● Exercise brief: Copy each line below that has "leather".
*** Data supplied Section Begins ***
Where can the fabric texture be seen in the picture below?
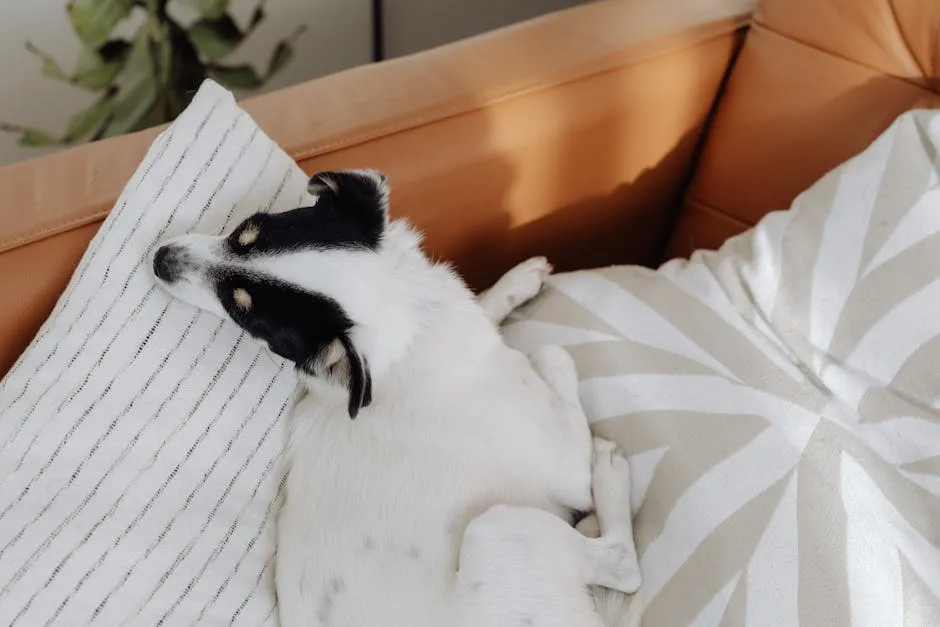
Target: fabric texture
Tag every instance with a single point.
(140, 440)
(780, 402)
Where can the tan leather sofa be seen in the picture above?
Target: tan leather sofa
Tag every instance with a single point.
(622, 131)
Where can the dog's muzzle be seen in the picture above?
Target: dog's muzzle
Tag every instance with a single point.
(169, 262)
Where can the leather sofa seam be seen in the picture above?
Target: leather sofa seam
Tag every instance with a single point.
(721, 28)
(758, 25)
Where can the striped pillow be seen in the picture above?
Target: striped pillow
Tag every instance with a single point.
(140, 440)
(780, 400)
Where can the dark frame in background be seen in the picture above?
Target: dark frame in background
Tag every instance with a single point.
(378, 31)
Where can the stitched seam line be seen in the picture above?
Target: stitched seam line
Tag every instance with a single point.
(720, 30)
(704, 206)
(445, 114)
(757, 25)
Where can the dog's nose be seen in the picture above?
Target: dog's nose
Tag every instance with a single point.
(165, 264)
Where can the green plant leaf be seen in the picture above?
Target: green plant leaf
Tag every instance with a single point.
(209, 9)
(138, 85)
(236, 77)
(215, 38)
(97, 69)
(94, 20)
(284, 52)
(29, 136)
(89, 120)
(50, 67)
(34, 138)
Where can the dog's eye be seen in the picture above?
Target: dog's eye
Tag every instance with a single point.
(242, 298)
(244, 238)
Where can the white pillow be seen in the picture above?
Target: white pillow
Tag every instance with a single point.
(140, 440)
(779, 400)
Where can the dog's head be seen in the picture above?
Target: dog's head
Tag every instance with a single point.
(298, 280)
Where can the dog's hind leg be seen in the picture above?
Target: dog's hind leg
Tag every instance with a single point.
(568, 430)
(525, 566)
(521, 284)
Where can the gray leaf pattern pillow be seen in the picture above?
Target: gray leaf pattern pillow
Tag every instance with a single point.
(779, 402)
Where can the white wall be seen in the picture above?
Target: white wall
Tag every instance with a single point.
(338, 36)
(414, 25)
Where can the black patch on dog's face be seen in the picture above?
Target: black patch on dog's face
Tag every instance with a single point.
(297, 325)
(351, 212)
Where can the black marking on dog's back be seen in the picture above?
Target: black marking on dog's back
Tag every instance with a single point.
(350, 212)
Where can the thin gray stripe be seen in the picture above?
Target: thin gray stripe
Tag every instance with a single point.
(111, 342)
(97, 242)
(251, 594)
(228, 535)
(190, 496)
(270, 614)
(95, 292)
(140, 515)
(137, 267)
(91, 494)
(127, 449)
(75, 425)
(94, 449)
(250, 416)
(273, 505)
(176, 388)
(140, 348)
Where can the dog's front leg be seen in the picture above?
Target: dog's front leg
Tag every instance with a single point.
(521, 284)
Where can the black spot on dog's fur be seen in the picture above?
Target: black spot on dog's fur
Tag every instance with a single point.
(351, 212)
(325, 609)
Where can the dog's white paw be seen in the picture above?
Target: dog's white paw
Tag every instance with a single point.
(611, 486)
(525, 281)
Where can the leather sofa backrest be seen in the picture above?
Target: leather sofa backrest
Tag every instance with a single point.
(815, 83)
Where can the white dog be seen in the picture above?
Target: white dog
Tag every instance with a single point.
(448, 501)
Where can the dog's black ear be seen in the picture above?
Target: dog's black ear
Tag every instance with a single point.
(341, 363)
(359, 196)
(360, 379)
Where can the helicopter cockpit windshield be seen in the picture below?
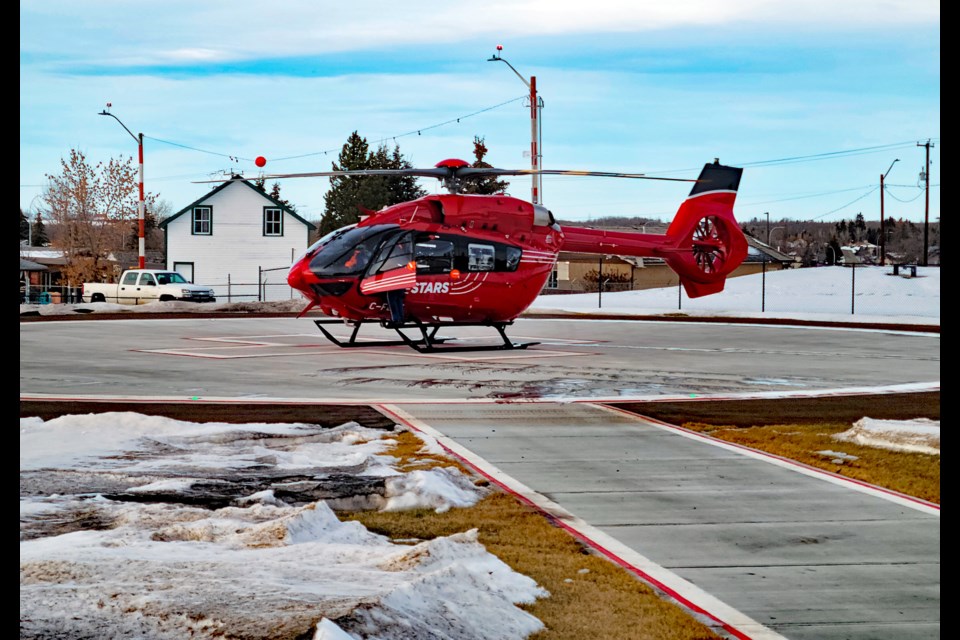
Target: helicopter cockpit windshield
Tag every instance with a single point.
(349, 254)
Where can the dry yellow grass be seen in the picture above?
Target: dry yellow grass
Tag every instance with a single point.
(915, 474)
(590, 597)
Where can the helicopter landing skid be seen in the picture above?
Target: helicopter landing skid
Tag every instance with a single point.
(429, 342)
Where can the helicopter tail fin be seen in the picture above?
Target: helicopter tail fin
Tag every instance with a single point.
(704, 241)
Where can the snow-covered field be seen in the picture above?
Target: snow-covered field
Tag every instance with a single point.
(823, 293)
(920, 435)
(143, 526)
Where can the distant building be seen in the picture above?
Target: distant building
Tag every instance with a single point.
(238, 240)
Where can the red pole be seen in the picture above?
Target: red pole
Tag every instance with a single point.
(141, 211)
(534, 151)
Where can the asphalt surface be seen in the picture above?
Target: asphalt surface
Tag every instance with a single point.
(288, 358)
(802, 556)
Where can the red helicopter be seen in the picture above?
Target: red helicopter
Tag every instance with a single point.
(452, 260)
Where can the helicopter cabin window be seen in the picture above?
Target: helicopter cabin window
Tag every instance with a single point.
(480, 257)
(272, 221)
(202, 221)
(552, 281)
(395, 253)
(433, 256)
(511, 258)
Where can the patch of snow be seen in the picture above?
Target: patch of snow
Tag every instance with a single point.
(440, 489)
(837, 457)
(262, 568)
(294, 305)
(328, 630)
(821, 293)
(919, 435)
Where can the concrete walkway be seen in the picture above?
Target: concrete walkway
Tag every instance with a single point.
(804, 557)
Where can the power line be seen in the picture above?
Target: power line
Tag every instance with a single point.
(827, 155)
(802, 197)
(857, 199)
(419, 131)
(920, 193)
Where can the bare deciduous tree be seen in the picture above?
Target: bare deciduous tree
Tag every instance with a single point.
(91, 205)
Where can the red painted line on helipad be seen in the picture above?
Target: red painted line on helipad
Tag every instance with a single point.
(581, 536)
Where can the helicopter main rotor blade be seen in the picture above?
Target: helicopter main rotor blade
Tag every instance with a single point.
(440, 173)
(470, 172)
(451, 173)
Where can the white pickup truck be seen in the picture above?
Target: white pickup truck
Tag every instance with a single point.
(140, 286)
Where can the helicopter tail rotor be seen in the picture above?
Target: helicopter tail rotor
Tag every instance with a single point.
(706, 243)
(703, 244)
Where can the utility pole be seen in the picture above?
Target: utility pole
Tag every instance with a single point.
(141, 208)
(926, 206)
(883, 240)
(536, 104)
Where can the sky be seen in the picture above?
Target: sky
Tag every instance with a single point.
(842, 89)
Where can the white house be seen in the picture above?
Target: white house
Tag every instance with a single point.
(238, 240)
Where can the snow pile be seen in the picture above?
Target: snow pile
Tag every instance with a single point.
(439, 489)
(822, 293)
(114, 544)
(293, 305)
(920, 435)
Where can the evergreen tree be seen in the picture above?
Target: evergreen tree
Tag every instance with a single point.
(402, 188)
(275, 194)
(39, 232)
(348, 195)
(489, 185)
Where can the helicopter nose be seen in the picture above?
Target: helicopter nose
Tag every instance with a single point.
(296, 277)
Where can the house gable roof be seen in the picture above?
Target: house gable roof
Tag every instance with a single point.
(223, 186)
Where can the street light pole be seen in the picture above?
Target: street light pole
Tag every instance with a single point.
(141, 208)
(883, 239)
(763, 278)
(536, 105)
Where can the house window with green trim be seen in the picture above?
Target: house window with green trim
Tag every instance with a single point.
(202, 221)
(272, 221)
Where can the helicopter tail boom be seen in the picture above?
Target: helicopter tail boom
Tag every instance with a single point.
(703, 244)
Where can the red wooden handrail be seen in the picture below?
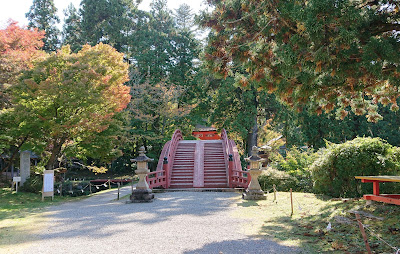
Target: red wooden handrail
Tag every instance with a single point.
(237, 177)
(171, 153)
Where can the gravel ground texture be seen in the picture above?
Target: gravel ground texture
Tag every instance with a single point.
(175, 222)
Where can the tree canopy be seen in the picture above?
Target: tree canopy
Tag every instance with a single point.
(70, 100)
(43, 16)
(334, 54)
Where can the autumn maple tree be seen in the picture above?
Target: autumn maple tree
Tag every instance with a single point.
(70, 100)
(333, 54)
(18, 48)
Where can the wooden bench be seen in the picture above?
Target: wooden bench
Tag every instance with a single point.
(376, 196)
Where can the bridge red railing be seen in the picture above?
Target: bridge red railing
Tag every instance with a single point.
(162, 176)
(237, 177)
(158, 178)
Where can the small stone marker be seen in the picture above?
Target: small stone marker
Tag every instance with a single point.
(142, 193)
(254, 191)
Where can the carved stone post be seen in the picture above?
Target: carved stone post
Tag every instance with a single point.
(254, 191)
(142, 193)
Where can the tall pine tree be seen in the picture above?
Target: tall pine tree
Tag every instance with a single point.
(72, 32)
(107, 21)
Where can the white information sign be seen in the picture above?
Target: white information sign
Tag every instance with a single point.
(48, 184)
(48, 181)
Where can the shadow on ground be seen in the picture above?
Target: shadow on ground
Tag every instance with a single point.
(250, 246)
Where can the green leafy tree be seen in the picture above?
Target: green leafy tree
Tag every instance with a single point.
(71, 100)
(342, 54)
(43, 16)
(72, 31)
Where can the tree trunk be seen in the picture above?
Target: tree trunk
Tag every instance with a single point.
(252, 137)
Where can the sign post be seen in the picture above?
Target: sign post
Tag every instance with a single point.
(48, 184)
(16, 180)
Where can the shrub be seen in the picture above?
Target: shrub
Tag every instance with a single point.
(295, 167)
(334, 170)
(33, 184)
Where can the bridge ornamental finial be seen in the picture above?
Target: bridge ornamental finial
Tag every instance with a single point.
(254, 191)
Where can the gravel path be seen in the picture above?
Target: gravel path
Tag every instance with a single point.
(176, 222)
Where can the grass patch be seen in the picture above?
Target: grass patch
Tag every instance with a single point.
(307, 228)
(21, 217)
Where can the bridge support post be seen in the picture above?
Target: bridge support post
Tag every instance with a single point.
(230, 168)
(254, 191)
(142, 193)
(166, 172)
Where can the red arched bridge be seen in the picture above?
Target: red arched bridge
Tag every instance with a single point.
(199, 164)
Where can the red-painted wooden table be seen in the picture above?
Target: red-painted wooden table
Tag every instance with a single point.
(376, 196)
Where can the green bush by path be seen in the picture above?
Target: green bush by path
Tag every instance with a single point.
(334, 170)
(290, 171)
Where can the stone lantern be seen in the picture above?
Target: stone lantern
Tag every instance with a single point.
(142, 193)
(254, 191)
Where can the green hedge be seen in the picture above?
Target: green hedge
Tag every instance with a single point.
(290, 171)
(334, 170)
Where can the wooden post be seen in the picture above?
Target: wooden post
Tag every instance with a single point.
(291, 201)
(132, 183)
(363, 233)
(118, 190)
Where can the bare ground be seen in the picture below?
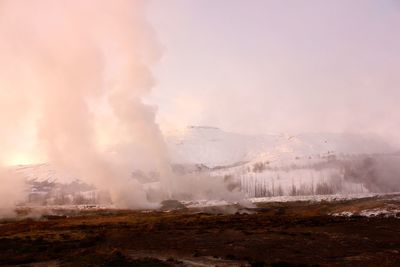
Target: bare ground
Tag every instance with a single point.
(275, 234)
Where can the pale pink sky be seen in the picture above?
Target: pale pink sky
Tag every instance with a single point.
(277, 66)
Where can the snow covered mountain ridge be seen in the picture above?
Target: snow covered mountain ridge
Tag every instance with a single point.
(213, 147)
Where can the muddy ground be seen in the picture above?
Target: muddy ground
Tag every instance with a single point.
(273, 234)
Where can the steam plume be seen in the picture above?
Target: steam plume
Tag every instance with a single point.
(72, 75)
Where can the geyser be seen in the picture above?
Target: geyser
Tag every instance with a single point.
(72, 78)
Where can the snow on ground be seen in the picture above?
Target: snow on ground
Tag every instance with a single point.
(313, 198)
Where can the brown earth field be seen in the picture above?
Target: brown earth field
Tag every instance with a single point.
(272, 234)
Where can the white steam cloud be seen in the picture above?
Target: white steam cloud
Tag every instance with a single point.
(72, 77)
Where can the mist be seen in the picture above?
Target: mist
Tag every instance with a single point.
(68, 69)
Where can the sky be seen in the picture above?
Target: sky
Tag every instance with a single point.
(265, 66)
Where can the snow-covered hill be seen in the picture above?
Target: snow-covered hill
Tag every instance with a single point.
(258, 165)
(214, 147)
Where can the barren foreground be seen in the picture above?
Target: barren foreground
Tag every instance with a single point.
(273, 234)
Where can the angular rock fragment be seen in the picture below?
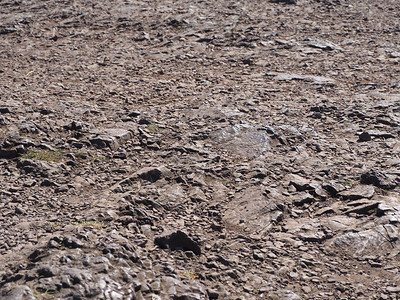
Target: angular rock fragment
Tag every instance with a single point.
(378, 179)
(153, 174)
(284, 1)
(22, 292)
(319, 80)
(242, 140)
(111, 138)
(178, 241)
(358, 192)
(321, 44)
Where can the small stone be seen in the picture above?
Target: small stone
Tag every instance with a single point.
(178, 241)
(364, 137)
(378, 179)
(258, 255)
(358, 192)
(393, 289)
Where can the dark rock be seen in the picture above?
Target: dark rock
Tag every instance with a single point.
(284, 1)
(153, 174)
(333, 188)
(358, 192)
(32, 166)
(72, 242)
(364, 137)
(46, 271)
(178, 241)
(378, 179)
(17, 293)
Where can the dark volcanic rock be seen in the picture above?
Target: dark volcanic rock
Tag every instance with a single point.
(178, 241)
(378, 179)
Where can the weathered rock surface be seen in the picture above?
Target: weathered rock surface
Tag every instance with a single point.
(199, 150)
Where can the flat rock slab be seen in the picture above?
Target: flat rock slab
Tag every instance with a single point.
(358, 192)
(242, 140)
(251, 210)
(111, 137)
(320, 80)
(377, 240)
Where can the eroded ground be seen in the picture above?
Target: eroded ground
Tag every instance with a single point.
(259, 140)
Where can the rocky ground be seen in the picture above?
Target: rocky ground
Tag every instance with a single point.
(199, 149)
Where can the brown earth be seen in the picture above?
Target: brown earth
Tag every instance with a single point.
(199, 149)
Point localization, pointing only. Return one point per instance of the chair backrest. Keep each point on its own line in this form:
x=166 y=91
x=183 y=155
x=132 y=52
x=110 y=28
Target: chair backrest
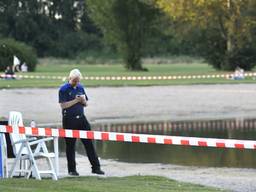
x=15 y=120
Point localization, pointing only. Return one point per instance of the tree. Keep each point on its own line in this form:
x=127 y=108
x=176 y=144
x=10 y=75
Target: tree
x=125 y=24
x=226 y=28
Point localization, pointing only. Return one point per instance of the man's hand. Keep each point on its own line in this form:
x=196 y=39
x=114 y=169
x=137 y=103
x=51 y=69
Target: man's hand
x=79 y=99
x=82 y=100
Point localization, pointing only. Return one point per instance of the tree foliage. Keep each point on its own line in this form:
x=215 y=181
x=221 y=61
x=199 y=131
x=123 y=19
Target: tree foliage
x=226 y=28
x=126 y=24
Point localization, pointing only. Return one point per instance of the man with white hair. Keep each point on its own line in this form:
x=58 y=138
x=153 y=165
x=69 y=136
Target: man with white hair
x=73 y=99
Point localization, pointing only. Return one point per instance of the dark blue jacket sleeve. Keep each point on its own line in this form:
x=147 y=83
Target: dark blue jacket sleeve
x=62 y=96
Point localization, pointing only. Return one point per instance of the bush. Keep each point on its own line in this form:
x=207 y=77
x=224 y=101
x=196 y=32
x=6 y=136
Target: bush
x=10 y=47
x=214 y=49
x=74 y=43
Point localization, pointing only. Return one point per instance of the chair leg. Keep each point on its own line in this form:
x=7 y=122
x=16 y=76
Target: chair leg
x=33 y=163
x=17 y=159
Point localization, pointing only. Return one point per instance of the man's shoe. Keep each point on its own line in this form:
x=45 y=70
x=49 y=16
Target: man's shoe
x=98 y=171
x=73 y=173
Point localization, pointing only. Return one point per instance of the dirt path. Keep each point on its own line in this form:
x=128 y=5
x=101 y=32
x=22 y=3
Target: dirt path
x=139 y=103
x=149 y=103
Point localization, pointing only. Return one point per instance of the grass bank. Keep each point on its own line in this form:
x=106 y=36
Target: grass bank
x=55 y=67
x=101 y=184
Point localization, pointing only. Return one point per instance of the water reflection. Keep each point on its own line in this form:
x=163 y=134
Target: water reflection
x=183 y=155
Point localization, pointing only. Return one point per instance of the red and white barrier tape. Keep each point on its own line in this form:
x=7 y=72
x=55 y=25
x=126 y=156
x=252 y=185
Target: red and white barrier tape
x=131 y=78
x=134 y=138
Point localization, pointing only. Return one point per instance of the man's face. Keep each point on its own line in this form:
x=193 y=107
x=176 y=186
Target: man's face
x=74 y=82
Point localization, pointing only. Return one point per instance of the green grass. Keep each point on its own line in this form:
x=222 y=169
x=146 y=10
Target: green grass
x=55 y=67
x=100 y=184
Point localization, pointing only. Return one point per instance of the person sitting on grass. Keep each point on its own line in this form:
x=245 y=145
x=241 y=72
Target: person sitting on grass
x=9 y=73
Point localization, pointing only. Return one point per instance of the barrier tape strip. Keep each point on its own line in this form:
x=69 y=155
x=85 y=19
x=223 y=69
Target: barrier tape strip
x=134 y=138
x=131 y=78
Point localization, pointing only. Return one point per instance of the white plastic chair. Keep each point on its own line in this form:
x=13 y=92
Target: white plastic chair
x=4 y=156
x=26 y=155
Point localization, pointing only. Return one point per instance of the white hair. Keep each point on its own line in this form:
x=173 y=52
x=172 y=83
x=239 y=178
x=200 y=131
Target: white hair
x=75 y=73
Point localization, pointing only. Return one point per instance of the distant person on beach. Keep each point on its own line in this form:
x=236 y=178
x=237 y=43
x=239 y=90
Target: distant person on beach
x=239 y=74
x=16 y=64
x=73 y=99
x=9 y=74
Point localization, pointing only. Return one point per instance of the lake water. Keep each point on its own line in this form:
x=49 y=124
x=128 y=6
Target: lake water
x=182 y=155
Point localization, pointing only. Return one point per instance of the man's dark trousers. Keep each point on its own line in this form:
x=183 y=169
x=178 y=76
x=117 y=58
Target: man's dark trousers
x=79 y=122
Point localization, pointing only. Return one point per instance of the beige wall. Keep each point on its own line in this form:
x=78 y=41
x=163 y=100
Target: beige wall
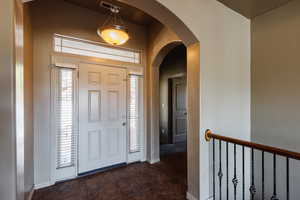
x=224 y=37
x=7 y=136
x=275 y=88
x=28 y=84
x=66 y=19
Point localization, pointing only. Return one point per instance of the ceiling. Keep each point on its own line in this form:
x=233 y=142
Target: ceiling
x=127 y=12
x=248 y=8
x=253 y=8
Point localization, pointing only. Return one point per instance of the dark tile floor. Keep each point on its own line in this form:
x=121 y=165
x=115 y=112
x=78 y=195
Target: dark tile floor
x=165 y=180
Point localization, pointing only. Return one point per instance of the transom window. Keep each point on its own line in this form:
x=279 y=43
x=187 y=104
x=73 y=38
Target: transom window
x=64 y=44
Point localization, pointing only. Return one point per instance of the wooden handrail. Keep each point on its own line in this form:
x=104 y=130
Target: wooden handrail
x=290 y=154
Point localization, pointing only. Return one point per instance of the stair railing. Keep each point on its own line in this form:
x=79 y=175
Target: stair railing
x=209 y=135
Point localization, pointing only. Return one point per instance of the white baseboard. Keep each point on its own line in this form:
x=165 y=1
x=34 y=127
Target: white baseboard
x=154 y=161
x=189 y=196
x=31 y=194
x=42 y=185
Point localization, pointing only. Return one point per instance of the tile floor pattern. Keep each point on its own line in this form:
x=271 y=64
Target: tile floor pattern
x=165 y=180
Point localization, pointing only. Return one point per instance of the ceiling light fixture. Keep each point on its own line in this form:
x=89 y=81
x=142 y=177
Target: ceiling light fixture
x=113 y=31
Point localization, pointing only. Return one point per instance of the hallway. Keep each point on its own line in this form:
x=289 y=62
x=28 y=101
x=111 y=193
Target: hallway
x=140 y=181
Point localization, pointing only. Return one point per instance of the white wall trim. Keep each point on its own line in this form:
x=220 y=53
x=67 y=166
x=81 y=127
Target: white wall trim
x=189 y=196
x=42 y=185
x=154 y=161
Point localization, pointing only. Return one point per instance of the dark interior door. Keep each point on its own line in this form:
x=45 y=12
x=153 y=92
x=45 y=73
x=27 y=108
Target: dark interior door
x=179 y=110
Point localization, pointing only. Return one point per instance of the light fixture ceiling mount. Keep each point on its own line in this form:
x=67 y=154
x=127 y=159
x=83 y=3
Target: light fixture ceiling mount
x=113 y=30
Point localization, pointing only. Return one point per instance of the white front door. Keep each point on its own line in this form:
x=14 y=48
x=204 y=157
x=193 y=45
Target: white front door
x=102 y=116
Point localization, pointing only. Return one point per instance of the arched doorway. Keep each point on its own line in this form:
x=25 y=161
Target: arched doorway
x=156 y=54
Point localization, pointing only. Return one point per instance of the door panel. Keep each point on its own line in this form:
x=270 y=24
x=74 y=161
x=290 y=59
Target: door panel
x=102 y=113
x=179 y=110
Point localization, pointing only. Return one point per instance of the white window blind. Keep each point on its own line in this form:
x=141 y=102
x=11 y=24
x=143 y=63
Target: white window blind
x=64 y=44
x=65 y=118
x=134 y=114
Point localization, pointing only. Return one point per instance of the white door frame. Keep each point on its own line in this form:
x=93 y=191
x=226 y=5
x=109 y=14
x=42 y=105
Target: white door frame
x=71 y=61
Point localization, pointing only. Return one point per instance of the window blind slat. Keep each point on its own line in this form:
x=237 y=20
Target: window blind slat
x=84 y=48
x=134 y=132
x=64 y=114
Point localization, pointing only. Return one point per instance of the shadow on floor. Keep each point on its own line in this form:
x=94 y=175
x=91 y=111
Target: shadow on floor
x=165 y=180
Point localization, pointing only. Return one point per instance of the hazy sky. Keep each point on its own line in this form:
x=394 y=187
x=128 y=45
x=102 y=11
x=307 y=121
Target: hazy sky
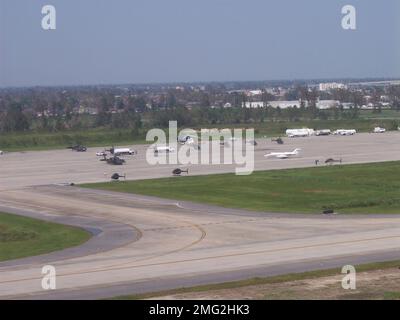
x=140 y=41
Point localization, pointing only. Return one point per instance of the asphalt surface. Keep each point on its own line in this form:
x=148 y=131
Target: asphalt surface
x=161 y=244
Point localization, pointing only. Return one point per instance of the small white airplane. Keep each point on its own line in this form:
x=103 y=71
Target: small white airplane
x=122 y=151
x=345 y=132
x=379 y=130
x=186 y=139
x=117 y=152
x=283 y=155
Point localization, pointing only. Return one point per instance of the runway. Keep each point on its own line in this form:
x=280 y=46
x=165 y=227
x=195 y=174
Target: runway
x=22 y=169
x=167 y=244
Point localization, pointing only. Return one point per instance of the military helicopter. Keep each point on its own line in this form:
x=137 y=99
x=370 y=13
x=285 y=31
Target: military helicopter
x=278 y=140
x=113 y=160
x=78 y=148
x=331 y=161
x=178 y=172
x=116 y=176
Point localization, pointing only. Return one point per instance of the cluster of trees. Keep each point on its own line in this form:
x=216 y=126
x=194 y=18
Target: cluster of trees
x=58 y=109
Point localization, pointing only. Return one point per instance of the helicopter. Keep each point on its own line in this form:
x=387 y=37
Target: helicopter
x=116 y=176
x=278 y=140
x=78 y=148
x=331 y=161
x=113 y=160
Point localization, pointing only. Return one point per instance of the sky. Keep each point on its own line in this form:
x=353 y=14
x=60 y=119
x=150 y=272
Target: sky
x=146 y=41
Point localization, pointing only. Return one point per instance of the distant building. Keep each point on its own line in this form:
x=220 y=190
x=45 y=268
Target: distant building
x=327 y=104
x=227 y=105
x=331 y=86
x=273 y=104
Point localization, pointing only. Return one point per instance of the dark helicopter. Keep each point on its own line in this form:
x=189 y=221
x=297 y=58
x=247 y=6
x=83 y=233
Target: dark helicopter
*** Data supplied Section Ends ***
● Answer box:
Where can the tan leather sofa be seen in the picture above?
Target: tan leather sofa
Where can the leather sofa seam be seen in the picture above?
Target: leather sofa seam
Where can the leather sofa backrest be seen in the picture above?
Target: leather sofa backrest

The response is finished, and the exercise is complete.